● Fonte
╭──

20 anos de “Sobrevivendo no Inferno” e a força cultural da periferia.

Neste artigo, Wallace Salgado reconstrói a paisagem social sobre a qual os Racionais MC’s se constituiu enquanto grupo e a maneira como ela foi refletida em suas letras.

Wallace Salgado 26 dez 2017, 13:14

“Deus fez o mar, as árvore, as criança, o amor.
O homem me deu a favela, o crack, a trairagem, as arma, as bebida, as puta.
Eu? Eu tenho uma bíblia véia, uma pistola automática e um sentimento de revolta.
Eu tô tentando sobreviver no inferno”.

No final de 1997, Mano Brown, Edi Rock, Ice Blue e KL Jay lançavam seu quinto álbum de estúdio, “Sobrevivendo no Inferno”, a partir daquele momento o rap e a música brasileira nunca mais seriam os mesmos.

╰──

● Instrução escrita 1
Segundo a fonte, que número de álbum de estúdio dos Racionais MC’s foi “Sobrevivendo no Inferno”?
● Instrução escrita 2
Cite da fonte o trecho que vai de “Neste artigo, Wallace” até “sentimento de revolta.”.

● Dados fornecidos
╭──

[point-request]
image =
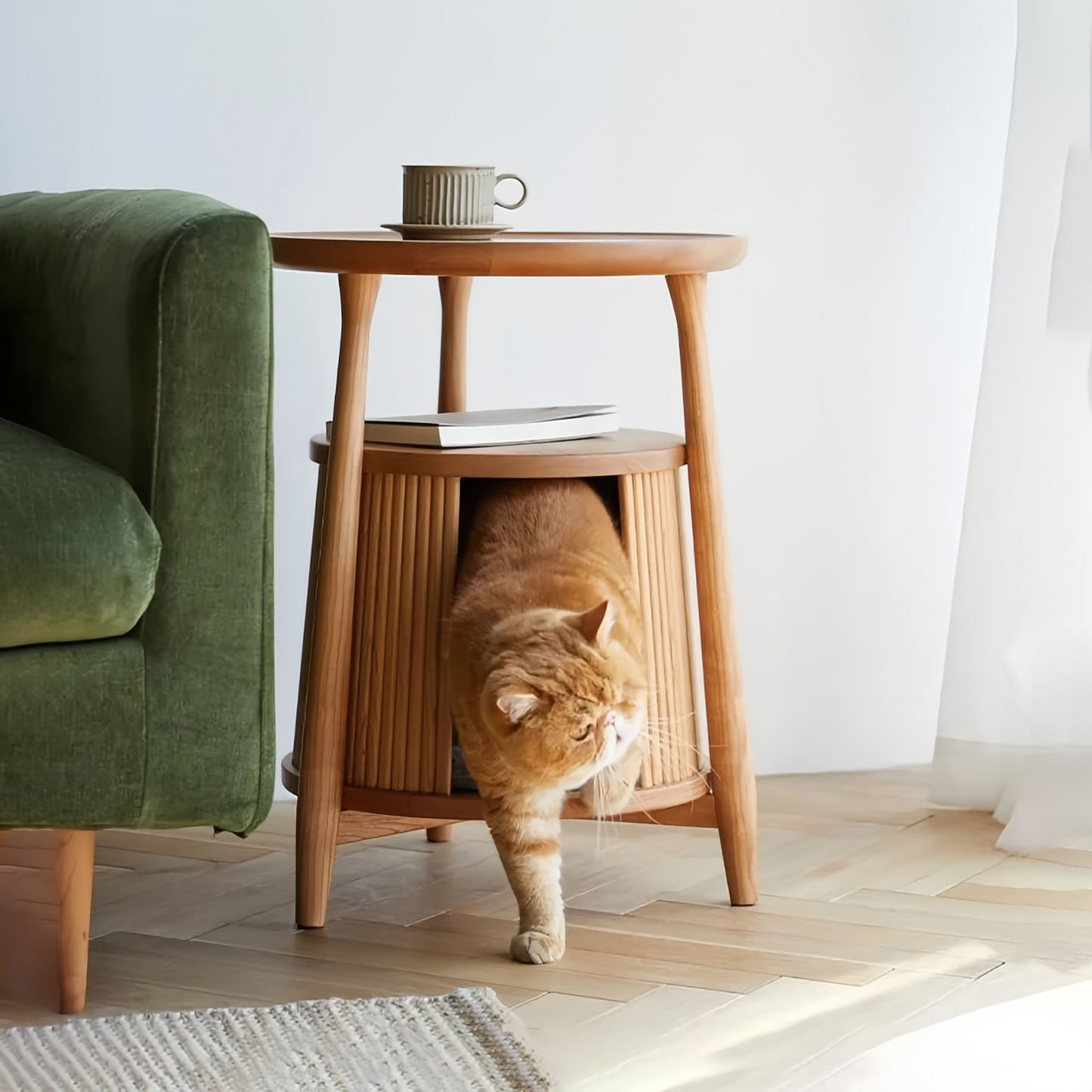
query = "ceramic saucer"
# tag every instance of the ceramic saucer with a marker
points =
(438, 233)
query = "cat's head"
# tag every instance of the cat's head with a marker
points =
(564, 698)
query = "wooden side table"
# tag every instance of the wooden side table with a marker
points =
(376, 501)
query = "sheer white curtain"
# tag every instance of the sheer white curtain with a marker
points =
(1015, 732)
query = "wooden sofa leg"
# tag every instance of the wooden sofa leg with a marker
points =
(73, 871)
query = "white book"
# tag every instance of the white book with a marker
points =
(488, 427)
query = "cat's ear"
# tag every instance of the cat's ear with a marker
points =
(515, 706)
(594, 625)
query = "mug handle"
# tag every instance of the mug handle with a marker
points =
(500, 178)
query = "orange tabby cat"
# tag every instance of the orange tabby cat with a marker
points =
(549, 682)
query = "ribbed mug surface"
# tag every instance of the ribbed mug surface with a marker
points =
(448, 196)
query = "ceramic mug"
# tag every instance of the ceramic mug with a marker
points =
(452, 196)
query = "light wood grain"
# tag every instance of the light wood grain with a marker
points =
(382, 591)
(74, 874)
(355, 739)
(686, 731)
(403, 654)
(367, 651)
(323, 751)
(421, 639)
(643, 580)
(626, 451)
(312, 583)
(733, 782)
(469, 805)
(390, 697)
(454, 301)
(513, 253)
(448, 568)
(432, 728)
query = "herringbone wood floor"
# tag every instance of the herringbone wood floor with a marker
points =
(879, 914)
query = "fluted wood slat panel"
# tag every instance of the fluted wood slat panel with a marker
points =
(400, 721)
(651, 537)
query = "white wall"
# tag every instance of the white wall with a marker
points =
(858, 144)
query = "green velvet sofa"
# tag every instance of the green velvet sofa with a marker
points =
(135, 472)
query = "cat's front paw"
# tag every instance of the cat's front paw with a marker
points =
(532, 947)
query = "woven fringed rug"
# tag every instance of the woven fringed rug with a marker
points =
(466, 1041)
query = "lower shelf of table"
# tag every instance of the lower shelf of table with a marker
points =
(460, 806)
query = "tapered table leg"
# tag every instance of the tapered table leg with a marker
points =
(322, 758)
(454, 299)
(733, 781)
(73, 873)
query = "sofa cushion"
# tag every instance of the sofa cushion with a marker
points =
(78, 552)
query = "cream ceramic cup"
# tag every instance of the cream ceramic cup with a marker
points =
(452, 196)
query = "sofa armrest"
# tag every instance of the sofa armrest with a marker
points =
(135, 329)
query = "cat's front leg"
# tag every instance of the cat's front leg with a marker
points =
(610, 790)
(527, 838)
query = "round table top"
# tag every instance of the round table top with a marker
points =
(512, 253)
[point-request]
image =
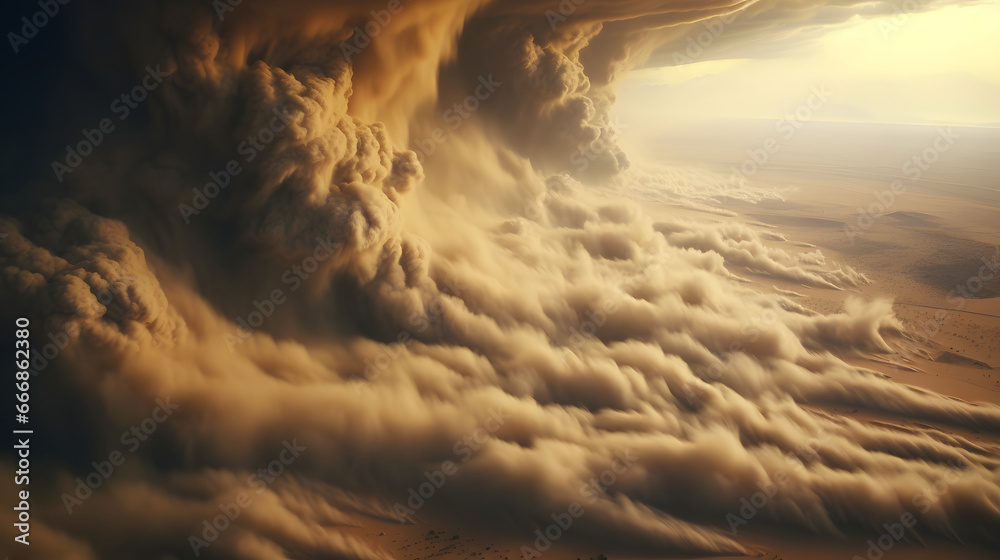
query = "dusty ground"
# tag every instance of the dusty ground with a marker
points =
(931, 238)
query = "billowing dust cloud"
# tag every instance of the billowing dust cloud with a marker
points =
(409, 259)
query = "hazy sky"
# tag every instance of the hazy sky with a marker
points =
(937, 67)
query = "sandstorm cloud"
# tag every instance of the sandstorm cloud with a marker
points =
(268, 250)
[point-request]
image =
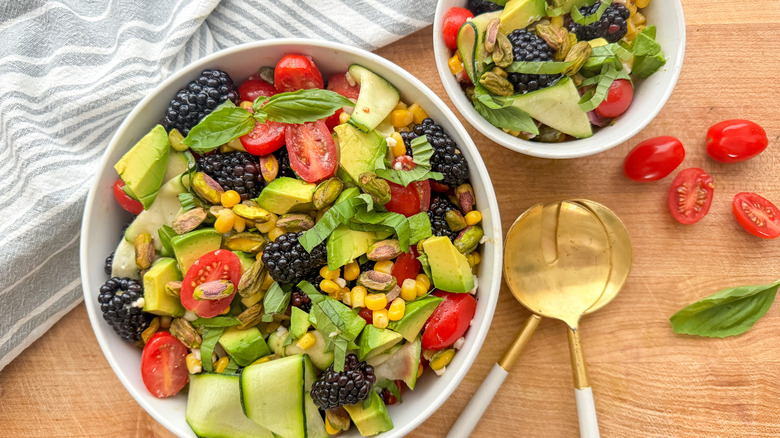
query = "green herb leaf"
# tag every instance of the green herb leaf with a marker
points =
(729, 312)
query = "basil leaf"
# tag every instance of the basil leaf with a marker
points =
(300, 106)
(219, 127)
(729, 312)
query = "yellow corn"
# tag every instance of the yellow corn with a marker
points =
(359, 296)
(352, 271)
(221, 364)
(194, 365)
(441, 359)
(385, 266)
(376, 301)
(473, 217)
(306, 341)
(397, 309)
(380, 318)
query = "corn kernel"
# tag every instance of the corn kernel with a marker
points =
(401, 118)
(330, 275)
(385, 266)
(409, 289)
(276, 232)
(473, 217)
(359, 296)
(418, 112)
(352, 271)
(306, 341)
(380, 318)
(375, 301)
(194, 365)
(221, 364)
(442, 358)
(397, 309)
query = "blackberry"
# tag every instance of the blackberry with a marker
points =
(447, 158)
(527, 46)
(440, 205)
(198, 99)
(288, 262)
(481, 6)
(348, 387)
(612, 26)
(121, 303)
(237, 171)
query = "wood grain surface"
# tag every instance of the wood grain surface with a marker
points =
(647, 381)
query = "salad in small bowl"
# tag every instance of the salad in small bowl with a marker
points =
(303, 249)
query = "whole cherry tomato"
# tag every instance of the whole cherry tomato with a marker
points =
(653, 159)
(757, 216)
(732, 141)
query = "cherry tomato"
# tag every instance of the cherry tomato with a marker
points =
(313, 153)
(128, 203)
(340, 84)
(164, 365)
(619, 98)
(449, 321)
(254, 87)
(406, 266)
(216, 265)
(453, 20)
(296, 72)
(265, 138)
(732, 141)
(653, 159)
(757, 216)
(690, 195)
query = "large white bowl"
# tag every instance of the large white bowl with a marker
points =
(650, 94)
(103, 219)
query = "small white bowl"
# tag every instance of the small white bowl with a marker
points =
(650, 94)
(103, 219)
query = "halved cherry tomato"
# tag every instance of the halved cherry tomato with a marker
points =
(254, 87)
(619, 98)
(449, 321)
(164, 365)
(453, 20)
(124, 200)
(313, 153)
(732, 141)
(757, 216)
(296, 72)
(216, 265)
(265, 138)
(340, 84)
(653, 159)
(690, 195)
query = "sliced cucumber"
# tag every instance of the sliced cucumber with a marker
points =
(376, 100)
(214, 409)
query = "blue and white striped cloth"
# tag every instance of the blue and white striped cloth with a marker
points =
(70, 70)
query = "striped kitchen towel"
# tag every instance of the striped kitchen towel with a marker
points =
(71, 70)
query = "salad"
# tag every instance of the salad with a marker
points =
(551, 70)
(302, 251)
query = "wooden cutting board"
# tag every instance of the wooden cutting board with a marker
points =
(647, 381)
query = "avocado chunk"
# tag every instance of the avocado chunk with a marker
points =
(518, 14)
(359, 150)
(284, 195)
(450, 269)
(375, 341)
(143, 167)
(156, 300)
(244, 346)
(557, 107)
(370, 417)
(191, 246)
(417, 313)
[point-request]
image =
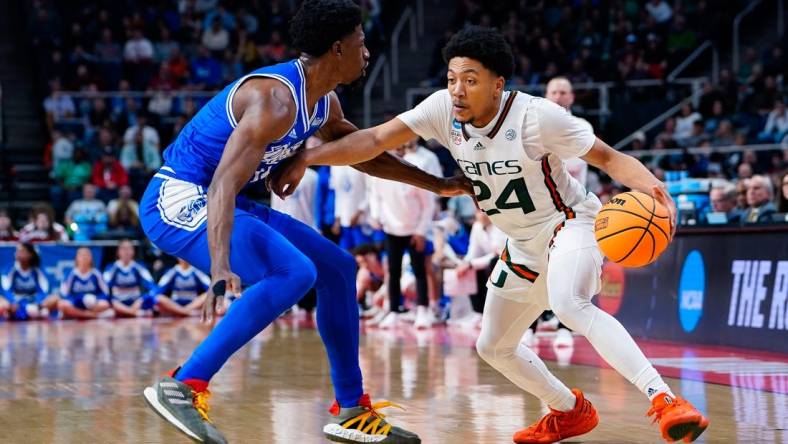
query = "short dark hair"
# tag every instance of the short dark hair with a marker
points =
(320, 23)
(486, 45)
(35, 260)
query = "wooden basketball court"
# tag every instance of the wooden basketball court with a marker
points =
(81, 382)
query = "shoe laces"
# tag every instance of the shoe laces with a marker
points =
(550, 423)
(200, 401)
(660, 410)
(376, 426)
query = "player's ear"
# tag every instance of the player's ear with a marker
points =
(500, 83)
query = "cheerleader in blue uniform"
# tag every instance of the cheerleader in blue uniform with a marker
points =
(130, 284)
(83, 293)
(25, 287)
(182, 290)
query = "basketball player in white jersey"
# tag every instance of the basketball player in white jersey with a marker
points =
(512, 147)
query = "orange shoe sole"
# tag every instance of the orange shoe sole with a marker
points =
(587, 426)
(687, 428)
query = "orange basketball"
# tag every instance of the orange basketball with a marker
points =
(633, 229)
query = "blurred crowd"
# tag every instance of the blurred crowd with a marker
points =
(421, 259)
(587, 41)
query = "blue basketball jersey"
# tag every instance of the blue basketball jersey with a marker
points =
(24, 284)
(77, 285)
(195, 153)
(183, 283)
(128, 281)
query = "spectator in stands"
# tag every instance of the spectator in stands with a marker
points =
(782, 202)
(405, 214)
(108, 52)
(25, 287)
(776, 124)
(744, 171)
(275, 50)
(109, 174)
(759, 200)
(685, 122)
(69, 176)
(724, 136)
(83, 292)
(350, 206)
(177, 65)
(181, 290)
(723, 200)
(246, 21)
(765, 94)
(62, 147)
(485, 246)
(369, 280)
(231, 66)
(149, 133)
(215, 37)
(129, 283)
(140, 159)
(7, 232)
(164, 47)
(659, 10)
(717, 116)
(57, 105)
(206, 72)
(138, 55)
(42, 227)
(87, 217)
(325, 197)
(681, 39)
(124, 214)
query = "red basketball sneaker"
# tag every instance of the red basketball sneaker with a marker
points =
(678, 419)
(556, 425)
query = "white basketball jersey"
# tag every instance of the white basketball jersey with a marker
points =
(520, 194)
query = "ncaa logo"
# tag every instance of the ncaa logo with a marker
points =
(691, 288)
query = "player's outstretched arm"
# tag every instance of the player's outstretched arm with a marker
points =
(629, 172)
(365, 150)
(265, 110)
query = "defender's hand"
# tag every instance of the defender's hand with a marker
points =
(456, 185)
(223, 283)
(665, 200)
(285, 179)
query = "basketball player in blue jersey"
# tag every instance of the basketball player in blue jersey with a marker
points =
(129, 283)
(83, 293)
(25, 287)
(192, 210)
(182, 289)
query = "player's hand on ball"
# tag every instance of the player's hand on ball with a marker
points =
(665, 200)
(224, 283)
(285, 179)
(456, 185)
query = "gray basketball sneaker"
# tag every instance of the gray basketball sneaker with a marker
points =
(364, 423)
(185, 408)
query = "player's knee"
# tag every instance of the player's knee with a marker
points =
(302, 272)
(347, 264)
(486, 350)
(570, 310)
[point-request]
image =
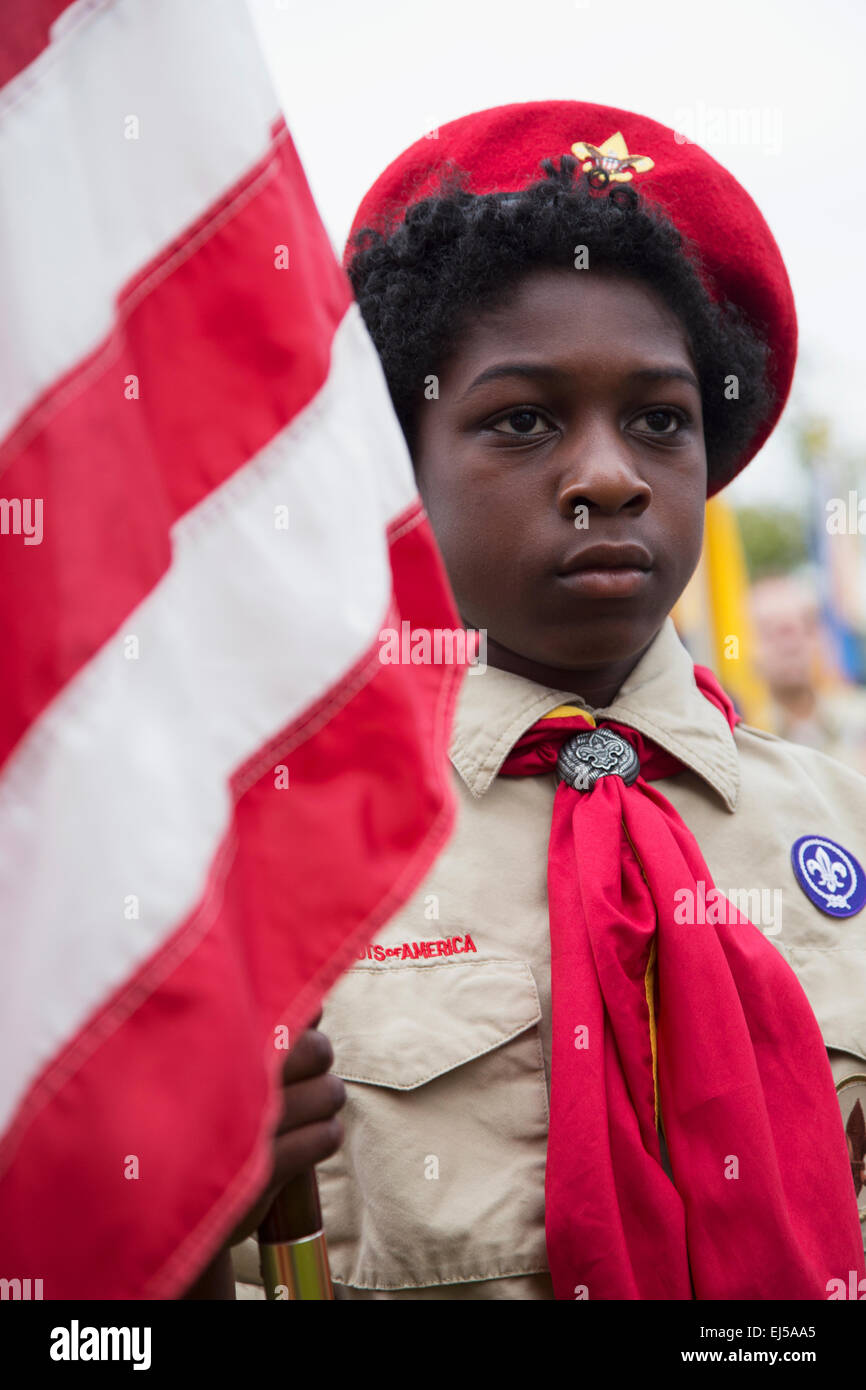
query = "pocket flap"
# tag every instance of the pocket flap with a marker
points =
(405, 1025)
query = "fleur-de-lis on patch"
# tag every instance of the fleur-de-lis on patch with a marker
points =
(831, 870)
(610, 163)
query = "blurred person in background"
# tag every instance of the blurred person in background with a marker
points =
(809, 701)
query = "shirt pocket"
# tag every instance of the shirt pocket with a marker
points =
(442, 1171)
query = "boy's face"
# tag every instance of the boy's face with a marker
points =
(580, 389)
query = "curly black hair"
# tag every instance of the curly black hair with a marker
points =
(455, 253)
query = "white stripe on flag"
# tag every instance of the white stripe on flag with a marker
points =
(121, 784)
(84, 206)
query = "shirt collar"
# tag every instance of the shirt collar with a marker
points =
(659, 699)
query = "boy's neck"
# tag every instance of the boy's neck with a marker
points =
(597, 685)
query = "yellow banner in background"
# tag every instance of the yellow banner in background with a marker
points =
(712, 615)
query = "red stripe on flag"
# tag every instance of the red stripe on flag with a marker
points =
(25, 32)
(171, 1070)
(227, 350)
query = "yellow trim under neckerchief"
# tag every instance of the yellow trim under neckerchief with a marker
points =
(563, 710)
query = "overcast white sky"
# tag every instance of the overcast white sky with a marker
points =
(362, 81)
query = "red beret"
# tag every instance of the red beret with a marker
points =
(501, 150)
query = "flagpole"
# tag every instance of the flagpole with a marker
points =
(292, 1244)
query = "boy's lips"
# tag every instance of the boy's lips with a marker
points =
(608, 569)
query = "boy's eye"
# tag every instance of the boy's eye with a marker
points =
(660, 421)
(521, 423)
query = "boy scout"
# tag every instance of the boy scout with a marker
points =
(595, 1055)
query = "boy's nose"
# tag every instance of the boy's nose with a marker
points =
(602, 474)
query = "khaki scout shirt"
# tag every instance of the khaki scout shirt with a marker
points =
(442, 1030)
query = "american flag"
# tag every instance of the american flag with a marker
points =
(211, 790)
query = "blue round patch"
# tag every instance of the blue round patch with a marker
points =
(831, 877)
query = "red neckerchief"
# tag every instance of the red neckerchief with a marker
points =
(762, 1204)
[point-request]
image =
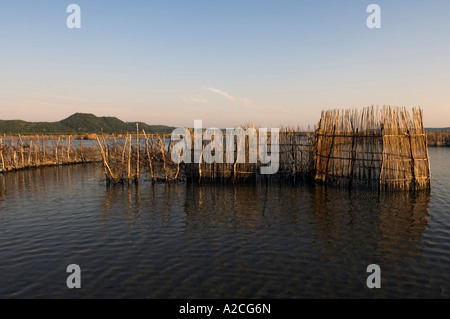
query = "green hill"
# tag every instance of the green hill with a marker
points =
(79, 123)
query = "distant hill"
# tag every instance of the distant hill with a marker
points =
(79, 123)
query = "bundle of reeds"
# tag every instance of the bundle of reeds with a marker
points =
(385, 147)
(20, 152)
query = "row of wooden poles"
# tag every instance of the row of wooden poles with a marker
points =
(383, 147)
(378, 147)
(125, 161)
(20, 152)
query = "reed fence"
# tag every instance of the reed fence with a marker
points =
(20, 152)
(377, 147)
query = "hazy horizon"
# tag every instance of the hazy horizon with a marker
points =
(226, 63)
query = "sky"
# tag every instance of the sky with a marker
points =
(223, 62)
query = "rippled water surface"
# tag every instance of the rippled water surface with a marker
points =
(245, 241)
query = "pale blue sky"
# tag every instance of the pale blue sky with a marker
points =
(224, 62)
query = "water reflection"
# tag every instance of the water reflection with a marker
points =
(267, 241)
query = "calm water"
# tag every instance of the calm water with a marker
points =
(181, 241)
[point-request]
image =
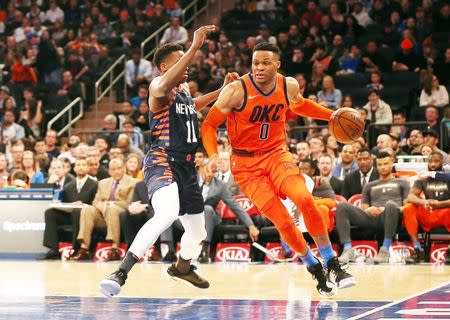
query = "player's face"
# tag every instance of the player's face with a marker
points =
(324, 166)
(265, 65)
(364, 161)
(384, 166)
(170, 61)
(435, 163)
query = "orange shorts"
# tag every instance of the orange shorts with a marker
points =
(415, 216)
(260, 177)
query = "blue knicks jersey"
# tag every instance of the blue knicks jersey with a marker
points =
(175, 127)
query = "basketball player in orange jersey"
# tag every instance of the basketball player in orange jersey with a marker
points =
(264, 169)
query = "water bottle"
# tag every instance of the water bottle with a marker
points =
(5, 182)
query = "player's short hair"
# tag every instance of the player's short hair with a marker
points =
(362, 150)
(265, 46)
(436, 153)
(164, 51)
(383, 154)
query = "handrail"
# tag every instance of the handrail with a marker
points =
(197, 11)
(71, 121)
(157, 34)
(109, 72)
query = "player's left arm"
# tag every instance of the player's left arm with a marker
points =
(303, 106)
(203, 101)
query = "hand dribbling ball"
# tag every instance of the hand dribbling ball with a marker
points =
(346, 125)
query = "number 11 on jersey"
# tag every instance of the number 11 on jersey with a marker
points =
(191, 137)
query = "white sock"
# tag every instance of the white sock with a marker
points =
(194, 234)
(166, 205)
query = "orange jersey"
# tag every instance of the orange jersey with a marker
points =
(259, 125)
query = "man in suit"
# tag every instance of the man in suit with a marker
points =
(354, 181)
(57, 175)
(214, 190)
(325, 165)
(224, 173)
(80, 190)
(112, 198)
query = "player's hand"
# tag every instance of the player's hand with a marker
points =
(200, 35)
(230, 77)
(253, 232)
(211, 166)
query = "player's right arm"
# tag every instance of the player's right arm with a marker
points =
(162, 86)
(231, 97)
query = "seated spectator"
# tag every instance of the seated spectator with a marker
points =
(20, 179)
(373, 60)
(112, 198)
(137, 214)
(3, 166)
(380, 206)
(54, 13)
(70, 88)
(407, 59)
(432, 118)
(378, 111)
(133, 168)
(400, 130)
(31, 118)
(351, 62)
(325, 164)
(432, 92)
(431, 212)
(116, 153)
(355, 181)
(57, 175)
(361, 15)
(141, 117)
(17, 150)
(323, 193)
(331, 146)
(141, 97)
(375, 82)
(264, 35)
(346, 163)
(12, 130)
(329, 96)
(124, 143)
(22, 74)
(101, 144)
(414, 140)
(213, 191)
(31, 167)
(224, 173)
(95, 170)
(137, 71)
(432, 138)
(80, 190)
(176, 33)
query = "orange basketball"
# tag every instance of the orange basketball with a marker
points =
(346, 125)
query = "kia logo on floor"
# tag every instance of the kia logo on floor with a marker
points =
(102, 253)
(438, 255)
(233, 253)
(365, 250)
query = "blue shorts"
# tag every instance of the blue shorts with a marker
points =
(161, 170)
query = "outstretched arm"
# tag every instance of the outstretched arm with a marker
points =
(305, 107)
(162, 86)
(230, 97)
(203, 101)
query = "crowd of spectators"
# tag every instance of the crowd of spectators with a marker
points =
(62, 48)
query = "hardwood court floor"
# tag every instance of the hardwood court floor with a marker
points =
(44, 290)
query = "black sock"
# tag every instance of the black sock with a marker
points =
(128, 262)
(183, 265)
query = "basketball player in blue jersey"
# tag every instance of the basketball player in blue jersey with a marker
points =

╰──

● Resposta correta 1
Foi o quinto álbum de estúdio do grupo.

● Resposta correta 2
Neste artigo, Wallace Salgado reconstrói a paisagem social sobre a qual os Racionais MC’s se constituiu enquanto grupo e a maneira como ela foi refletida em suas letras.

Wallace Salgado 26 dez 2017, 13:14

“Deus fez o mar, as árvore, as criança, o amor.
O homem me deu a favela, o crack, a trairagem, as arma, as bebida, as puta.
Eu? Eu tenho uma bíblia véia, uma pistola automática e um sentimento de revolta.